Copy each of the records below word for word, and leave the pictures out of your copy.

* DATA SUPPLIED *
+ + + + +

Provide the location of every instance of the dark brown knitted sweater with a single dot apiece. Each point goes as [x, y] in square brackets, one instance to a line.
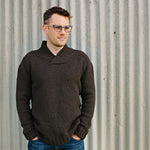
[53, 85]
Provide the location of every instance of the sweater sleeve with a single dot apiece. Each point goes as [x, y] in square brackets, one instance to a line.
[23, 96]
[88, 101]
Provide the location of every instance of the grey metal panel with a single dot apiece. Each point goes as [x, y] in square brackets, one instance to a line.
[115, 35]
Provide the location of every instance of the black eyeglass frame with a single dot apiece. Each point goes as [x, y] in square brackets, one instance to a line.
[69, 27]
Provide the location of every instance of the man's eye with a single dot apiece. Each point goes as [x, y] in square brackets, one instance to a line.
[58, 27]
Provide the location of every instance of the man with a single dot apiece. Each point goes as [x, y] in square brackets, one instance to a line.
[53, 78]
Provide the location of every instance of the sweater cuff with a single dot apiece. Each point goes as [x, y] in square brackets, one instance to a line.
[81, 132]
[30, 134]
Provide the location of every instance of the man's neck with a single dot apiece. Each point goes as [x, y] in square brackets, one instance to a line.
[55, 50]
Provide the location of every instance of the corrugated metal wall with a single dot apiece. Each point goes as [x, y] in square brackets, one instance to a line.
[116, 35]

+ + + + +

* THE ANSWER *
Provide the location of every instance of the dark brown knitted sweater with a single dot apiece. Each point goes as [x, y] in square brackets, one instance to a line.
[53, 85]
Provide the location of every instance of the sweater sleeve with a single dot apiece. Each point goes as [x, y] in square brackets, one instance to a line.
[23, 96]
[88, 101]
Provide the location of every instance of the grey metal panel with a single dot apiece. Each point goes as [x, y] in square brackets, one instance to a line.
[115, 35]
Provide the location of every instance of the black eyeglass frame with a single dot apiece. Each point goes as [x, y] in square brackets, one instance to a line.
[69, 27]
Provide the location of every instance of the man's eye with a single dot apiece. Each point goes as [x, y] in square brackets, one instance to a line.
[58, 27]
Provide the location of every instance of the man with a single dot apiece. Each point goes as [x, y] in square brackets, one instance to a line.
[53, 78]
Provide the location of every instance of the sweater cuff with a single dot apiece. Each point goes as [x, y] in square brackets, one instance to a line.
[81, 132]
[30, 134]
Provide the location of every instance of the man's neck with a single dot apiece. Each point goes as [x, y] in square brackets, one instance to a line.
[55, 50]
Provide the location of every instance of the corrugated metal wall with a single dot apiece. Each point goes as [x, y] in square brackets, one instance to a line.
[116, 35]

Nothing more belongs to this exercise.